List of tasks:
[a] Translate into Spanish this sentence from the account of a camel trip at the Dunhuang dunes below: "We drive to the dunes, where a guy with two camels is waiting."
[b] According to the account of a camel trip at the Dunhuang dunes below, how much does a taxi trip in Dunhuang usually cost?
[c] Carry on the account of a camel trip at the Dunhuang dunes below, picking up after its final sentence.

At 5:30pm the car arrives (it's a metered taxi, the first I see in
Dunhuang - in Dunhuang the taxis are not metered, trips usually cost 10
yuan). We drive to the dunes, where a guy with two camels is waiting.
Around 5:40pm the camel trip starts. The place where I got on the
camels is a few hundred metres to the east of the main gate to the
dunes, so that we can enter the dune area without purchasing a ticket.
We then continue walking eastwards for about half an hour in parallel
to the dunes.
I keep telling the guy a couple of times that I need to get on the dunes in order to be
in a suitable position to take photos, but this guy keeps heading
eastwards, always parallel to the dunes, never actually going on them.
Around 6:15pm I lose my patience and tell the guy to stop and that I
will walk myself on top of the dunes. I don't need a camel to walk in
the plane area in front of the dunes (can walk myself) and I would have
needed one to bring on top of the dunes, because that is very tiring,
as the sand is very soft and you sink deeply into it. I walk to a high
position from
which I shoot some photos of the dunes at sunset.

Supplied records:
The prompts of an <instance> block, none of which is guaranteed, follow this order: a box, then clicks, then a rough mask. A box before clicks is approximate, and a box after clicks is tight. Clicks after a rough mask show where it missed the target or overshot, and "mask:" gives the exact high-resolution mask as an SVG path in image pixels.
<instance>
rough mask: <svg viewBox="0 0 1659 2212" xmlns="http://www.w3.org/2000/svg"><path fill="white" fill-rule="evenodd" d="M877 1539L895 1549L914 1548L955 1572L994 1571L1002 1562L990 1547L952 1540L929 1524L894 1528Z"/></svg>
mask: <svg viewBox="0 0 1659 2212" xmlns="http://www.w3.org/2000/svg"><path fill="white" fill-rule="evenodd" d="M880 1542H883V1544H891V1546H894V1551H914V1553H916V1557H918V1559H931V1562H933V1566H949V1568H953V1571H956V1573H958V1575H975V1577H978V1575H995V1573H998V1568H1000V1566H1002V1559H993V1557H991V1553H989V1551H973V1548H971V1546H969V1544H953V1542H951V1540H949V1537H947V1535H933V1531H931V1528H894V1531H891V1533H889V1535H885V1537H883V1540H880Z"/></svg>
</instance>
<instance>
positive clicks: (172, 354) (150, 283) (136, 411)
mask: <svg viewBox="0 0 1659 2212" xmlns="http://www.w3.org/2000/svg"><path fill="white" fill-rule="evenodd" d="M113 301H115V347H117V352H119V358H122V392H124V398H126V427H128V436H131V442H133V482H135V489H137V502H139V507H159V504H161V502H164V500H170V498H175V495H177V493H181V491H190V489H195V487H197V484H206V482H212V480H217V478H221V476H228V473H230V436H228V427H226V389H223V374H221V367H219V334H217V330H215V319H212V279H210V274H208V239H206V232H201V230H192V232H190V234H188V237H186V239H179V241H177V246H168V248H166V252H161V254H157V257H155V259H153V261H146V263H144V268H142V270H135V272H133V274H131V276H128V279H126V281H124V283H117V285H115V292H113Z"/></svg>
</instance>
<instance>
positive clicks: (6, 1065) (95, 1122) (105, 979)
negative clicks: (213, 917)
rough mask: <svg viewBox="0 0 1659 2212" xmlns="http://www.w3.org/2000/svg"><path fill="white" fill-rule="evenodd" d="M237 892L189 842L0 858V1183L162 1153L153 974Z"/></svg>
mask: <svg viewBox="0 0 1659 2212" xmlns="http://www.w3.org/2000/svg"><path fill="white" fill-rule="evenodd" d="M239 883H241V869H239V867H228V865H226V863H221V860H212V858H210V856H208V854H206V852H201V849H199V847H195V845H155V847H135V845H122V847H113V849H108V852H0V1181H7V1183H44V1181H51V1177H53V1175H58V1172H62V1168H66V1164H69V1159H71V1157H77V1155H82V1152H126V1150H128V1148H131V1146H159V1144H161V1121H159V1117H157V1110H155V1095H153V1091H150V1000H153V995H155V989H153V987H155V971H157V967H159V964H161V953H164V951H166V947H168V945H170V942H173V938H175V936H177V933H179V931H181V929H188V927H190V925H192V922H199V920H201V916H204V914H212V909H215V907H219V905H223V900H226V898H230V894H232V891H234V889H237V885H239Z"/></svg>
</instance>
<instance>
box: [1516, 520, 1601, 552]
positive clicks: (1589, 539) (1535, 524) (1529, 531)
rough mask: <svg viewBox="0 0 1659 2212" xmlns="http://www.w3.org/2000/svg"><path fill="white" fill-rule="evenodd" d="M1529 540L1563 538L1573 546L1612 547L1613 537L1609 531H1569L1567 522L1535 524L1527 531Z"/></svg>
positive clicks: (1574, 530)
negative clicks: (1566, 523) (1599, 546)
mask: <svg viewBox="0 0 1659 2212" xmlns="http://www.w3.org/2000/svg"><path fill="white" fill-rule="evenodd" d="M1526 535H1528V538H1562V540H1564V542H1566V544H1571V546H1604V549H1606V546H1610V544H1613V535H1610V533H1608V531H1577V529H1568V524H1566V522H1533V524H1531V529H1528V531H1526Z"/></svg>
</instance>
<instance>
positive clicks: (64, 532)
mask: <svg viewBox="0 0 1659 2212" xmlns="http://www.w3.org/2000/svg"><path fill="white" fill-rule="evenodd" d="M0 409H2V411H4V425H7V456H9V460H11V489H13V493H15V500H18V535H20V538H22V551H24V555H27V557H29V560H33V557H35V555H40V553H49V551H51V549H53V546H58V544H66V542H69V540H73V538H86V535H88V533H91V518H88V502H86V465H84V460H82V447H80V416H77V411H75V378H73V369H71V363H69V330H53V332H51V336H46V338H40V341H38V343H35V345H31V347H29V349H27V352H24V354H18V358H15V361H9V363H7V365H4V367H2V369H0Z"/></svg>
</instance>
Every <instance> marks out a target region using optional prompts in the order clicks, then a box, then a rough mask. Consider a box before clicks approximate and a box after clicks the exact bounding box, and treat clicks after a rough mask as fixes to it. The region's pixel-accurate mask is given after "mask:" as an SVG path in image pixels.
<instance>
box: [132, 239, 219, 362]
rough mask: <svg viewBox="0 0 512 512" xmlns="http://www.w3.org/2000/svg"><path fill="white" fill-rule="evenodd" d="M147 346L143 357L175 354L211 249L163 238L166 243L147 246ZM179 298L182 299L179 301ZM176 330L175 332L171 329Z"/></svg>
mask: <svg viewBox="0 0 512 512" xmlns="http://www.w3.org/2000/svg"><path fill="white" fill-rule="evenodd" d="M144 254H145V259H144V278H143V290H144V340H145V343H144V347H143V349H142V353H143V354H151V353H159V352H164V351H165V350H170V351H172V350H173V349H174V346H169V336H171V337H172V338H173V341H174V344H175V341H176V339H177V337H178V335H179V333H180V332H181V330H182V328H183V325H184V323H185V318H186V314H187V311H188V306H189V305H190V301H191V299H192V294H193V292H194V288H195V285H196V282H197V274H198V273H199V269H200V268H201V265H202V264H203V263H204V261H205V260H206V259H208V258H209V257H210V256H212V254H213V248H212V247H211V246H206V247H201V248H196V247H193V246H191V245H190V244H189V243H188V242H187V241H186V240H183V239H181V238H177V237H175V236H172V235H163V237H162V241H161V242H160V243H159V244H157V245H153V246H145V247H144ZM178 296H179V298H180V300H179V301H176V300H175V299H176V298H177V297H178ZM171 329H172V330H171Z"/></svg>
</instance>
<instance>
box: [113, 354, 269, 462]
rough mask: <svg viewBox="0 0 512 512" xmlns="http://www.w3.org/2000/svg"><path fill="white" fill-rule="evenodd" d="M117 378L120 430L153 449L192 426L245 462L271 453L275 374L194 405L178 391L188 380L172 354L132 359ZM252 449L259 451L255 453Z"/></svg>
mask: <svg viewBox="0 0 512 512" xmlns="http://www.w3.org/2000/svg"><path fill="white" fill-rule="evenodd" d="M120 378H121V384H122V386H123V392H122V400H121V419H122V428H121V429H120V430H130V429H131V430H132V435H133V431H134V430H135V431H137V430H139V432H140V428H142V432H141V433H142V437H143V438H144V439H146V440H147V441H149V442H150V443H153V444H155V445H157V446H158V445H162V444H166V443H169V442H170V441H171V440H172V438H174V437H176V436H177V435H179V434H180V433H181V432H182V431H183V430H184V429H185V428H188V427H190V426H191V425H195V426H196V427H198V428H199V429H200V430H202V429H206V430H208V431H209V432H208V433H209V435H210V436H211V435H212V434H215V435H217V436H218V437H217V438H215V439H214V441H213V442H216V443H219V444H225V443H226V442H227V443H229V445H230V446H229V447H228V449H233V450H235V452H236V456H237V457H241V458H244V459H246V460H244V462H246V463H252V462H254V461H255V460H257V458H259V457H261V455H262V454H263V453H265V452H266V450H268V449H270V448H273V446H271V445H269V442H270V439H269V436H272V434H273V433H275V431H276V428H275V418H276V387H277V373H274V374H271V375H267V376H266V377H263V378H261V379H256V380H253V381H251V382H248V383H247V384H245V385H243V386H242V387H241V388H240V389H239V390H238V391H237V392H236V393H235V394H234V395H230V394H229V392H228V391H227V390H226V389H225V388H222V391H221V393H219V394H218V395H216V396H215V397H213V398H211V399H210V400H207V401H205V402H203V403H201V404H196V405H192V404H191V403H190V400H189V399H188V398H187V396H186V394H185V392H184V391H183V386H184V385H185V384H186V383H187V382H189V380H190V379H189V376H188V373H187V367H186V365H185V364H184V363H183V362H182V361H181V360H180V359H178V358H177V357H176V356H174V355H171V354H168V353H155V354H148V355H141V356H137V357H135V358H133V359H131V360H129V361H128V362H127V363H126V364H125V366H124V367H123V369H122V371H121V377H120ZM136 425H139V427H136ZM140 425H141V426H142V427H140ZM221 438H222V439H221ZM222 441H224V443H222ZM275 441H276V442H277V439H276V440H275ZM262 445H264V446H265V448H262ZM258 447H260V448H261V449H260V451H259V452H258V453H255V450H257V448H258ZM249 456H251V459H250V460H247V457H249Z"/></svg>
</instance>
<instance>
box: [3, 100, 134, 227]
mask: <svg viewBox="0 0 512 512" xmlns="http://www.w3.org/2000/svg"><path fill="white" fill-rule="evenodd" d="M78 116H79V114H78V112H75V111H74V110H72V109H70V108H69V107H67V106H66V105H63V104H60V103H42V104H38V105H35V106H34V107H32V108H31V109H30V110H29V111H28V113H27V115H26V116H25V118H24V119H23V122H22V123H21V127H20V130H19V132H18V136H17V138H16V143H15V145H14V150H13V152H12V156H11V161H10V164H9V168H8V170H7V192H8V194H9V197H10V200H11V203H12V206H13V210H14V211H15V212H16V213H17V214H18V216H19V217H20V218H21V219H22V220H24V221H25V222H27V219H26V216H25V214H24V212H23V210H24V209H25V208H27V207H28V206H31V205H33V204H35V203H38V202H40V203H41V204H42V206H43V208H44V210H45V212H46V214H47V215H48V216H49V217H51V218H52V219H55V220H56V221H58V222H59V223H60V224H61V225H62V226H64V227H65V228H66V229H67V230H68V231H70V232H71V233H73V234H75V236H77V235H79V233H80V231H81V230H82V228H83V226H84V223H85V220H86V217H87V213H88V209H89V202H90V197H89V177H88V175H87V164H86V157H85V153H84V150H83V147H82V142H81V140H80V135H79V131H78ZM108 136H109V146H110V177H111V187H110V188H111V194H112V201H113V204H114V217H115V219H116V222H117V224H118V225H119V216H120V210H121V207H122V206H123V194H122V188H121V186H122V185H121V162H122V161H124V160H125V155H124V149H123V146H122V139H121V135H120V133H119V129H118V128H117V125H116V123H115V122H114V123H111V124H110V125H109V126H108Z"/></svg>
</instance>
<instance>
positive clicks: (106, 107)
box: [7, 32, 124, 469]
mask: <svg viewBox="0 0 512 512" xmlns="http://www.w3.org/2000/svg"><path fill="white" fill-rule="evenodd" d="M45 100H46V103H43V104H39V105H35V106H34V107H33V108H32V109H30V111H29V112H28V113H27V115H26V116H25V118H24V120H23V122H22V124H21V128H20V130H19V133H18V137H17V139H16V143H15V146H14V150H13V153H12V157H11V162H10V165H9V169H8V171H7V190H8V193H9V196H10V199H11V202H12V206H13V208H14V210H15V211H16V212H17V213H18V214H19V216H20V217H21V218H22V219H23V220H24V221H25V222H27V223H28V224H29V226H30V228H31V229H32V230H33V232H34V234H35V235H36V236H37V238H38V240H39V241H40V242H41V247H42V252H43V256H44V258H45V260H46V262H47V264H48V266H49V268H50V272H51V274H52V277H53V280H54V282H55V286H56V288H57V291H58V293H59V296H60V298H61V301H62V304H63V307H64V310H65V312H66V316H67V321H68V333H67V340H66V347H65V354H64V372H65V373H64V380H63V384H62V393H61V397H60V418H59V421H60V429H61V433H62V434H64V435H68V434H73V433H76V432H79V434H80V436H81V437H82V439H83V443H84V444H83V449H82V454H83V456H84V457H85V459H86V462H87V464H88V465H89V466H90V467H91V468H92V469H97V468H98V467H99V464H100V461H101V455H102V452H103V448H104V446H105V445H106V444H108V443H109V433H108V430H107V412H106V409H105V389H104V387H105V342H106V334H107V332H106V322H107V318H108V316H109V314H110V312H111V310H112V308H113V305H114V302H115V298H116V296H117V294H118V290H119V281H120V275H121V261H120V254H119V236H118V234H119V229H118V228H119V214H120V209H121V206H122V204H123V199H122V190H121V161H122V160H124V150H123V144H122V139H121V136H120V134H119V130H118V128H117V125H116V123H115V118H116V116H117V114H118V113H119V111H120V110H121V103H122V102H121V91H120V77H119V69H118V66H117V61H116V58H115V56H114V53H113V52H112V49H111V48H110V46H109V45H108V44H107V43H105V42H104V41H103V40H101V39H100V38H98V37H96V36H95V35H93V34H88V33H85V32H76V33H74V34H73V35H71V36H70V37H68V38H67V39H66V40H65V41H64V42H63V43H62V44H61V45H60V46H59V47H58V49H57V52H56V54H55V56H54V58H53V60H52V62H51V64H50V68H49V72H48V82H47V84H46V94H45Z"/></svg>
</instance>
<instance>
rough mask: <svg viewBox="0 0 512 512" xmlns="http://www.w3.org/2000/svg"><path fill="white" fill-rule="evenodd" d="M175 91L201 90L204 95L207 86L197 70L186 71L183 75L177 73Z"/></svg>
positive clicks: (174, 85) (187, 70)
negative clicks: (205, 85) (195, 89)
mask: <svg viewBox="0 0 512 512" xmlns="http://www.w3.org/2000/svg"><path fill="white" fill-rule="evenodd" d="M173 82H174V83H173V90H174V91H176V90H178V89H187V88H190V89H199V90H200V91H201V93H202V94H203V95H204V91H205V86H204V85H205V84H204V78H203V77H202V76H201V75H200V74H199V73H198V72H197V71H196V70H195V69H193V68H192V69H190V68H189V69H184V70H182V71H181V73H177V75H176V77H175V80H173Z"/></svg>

Outputs in order:
[a] Vamos en coche a las dunas, donde nos espera un tipo con dos camellos.

[b] Usually 10 yuan.

[c]
At 7pm the sun sets and I head back to the camel. We walk back, then I
go to the taxi and around 8pm am back in town. I have some dinner in
Charlie's cafe (food is good and relatively cheap), then I get back to
the hotel around 9pm. Tomorrow I'll have to wake up early, as my flight
is leaving at 7:35am.
11.10:
Dunhuang
-> Chongqing
Hotel Tianyou, Chongqing, Nr. 121,
Zhongshan 3 road. 198 yuan for a very nice room, four stars but high
class, excellent value, slow Internet connection in the room.
Weather: cold in the morning in
Dunhuang (but we leave before sunrise). Warm (24°C) in Chongqing,
very heavy smog which limits the visibility.
The wake up call and the alarm clock go off at the same time at 5:20am.
After that I rush to get ready and at 6:05am I'm down in the lobby and
check out. Outside the street is empty, so I wonder how to get a taxi.
But all of a sudden a taxi pops up and I waive it. At 6:15am I'm in the
taxi on the way to the airport, where we arrive at 6:35am.
The check-in procedure is fast and there are no complaints despite the
3Kg excess weight. Is China Eastern less strict than China Southern? At
7:05am we board the plane and by 7:15am everybody is seated. Quite fast
I would say. The plane is full, only the last few rows are empty. At
7:20am the plane starts rolling and at 7:22am the plane takes off - 13
minutes ahead of schedule. That's very efficient, especially if
compared to the situation in Europe or other countries, where flights
very often are delayed. The plane is an Airbus A320, much more modern,
spacious and comfortable than the Boeing 757s of China Southern.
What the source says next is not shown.